In your copy, leave out the pictures and reproduce the listing below exactly.

TASK MATERIAL section start

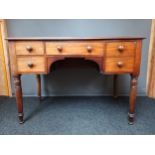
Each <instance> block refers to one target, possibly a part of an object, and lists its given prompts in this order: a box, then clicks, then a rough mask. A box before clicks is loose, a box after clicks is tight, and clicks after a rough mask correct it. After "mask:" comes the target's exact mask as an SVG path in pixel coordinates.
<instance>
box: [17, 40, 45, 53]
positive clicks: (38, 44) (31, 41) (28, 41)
mask: <svg viewBox="0 0 155 155" xmlns="http://www.w3.org/2000/svg"><path fill="white" fill-rule="evenodd" d="M15 45H16V55H43V54H44V45H43V42H41V41H17V42H16V44H15Z"/></svg>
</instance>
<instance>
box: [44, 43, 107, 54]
mask: <svg viewBox="0 0 155 155" xmlns="http://www.w3.org/2000/svg"><path fill="white" fill-rule="evenodd" d="M59 48H61V50H59ZM89 48H90V49H91V51H89ZM103 50H104V43H103V42H100V41H98V42H95V41H93V42H91V41H89V42H88V41H83V42H46V54H47V55H81V56H82V55H86V56H87V55H89V56H91V55H92V56H103Z"/></svg>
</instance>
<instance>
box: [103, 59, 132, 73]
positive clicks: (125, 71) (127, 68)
mask: <svg viewBox="0 0 155 155" xmlns="http://www.w3.org/2000/svg"><path fill="white" fill-rule="evenodd" d="M104 68H105V73H130V72H133V68H134V58H132V57H124V58H106V59H105V63H104Z"/></svg>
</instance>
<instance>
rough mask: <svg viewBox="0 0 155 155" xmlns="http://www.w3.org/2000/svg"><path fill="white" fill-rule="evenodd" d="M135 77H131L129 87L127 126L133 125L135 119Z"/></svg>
mask: <svg viewBox="0 0 155 155" xmlns="http://www.w3.org/2000/svg"><path fill="white" fill-rule="evenodd" d="M137 82H138V81H137V77H135V76H132V75H131V86H130V101H129V102H130V103H129V113H128V120H129V124H131V125H132V124H133V123H134V119H135V105H136V95H137Z"/></svg>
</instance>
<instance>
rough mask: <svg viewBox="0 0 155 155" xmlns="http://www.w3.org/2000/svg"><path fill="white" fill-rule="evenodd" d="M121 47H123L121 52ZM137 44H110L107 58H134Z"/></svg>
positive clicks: (114, 42)
mask: <svg viewBox="0 0 155 155" xmlns="http://www.w3.org/2000/svg"><path fill="white" fill-rule="evenodd" d="M119 47H123V49H122V50H119ZM134 53H135V42H123V41H122V42H109V43H107V44H106V56H107V57H124V56H134Z"/></svg>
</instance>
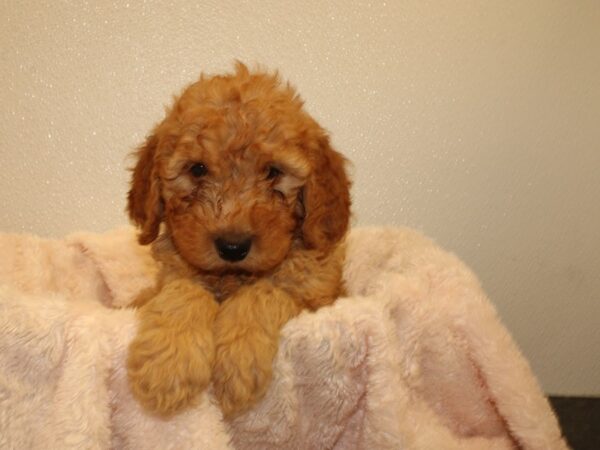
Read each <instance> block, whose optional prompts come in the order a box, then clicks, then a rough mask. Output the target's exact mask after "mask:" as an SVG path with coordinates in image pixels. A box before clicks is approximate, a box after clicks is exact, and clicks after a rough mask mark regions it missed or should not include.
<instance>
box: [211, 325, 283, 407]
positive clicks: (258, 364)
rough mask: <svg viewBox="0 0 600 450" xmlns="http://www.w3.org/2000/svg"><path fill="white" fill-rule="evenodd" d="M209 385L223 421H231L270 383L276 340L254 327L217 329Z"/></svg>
mask: <svg viewBox="0 0 600 450" xmlns="http://www.w3.org/2000/svg"><path fill="white" fill-rule="evenodd" d="M217 330H218V331H217V334H216V336H215V338H216V341H217V342H216V355H215V365H214V368H213V386H214V393H215V397H216V398H217V400H218V401H219V404H220V406H221V410H222V411H223V415H224V416H225V418H228V419H230V418H233V417H235V416H236V415H238V414H240V413H242V412H244V411H246V410H247V409H249V408H250V407H251V406H252V405H253V404H255V403H256V402H257V401H258V400H260V399H261V398H262V397H263V396H264V394H265V392H266V391H267V388H268V386H269V383H270V381H271V373H272V364H273V359H274V358H275V354H276V353H277V340H276V339H273V338H272V337H271V336H269V335H268V334H267V333H265V332H264V331H263V330H261V329H260V327H258V326H257V327H254V328H252V329H242V330H240V329H235V327H232V329H229V330H228V329H227V327H224V328H221V329H217Z"/></svg>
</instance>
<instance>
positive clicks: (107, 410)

TASK MATERIAL section end

RESULT:
Each <instance> block refers to one target, possibly a part of an object, and lists its given prompts in this order: a box, then clicks, then a rough mask. A box before clicks is loose, a box after clicks is tight, and clicks after a rough mask correct it. After "mask:" comes the target's exact mask as an SVG path in pixel coordinates.
<instance>
box: [17, 40, 45, 53]
positive clicks: (38, 44) (31, 41) (28, 41)
mask: <svg viewBox="0 0 155 155" xmlns="http://www.w3.org/2000/svg"><path fill="white" fill-rule="evenodd" d="M15 45H16V55H43V54H44V45H43V42H41V41H17V42H16V44H15Z"/></svg>
</instance>
<instance>
box: [44, 43, 107, 54]
mask: <svg viewBox="0 0 155 155" xmlns="http://www.w3.org/2000/svg"><path fill="white" fill-rule="evenodd" d="M59 48H61V50H59ZM89 48H90V49H91V51H89ZM103 50H104V43H103V42H100V41H98V42H95V41H93V42H91V41H89V42H88V41H83V42H46V54H47V55H81V56H82V55H86V56H87V55H89V56H91V55H92V56H103Z"/></svg>
</instance>
<instance>
box: [103, 59, 132, 73]
positive clicks: (125, 71) (127, 68)
mask: <svg viewBox="0 0 155 155" xmlns="http://www.w3.org/2000/svg"><path fill="white" fill-rule="evenodd" d="M104 68H105V73H130V72H133V68H134V58H132V57H124V58H106V59H105V63H104Z"/></svg>
</instance>
<instance>
rough mask: <svg viewBox="0 0 155 155" xmlns="http://www.w3.org/2000/svg"><path fill="white" fill-rule="evenodd" d="M135 77H131L129 87L127 126L133 125L135 119Z"/></svg>
mask: <svg viewBox="0 0 155 155" xmlns="http://www.w3.org/2000/svg"><path fill="white" fill-rule="evenodd" d="M137 82H138V81H137V77H135V76H132V75H131V86H130V101H129V102H130V103H129V113H128V120H129V124H131V125H132V124H133V123H134V119H135V105H136V95H137Z"/></svg>
</instance>
<instance>
rough mask: <svg viewBox="0 0 155 155" xmlns="http://www.w3.org/2000/svg"><path fill="white" fill-rule="evenodd" d="M121 47H123L121 52ZM137 44H110L107 58H134Z"/></svg>
positive clicks: (114, 42)
mask: <svg viewBox="0 0 155 155" xmlns="http://www.w3.org/2000/svg"><path fill="white" fill-rule="evenodd" d="M119 47H123V49H122V50H119ZM134 53H135V42H123V41H122V42H109V43H107V44H106V56H107V57H124V56H134Z"/></svg>
</instance>
Read each <instance> block, whose optional prompts come in the order a box, then clicks, then a rough mask. Output the target's exact mask after "mask:" as an SVG path with coordinates in image pixels. A box before clicks is approximate, a box after clicks is exact, and clicks after a rough mask mark regions it missed or should not include.
<instance>
box: [211, 325, 283, 407]
positive clicks: (258, 364)
rough mask: <svg viewBox="0 0 600 450" xmlns="http://www.w3.org/2000/svg"><path fill="white" fill-rule="evenodd" d="M209 385L223 421H231L270 383L276 340L254 327L217 329Z"/></svg>
mask: <svg viewBox="0 0 600 450" xmlns="http://www.w3.org/2000/svg"><path fill="white" fill-rule="evenodd" d="M217 330H218V331H217V334H216V336H215V338H216V341H217V342H216V355H215V365H214V368H213V386H214V393H215V397H216V398H217V400H218V401H219V404H220V406H221V410H222V411H223V415H224V416H225V418H228V419H230V418H233V417H235V416H236V415H238V414H240V413H242V412H244V411H246V410H247V409H249V408H250V407H251V406H252V405H253V404H255V403H256V402H257V401H258V400H260V399H261V398H262V397H263V396H264V394H265V392H266V391H267V388H268V386H269V383H270V381H271V373H272V364H273V359H274V358H275V354H276V353H277V340H276V339H273V338H272V337H271V336H269V335H268V334H267V333H265V332H264V331H263V330H261V329H260V327H258V326H257V327H254V328H252V329H242V330H240V329H235V327H232V329H229V330H228V329H227V327H224V328H221V329H217Z"/></svg>
</instance>
<instance>
positive clicks: (107, 410)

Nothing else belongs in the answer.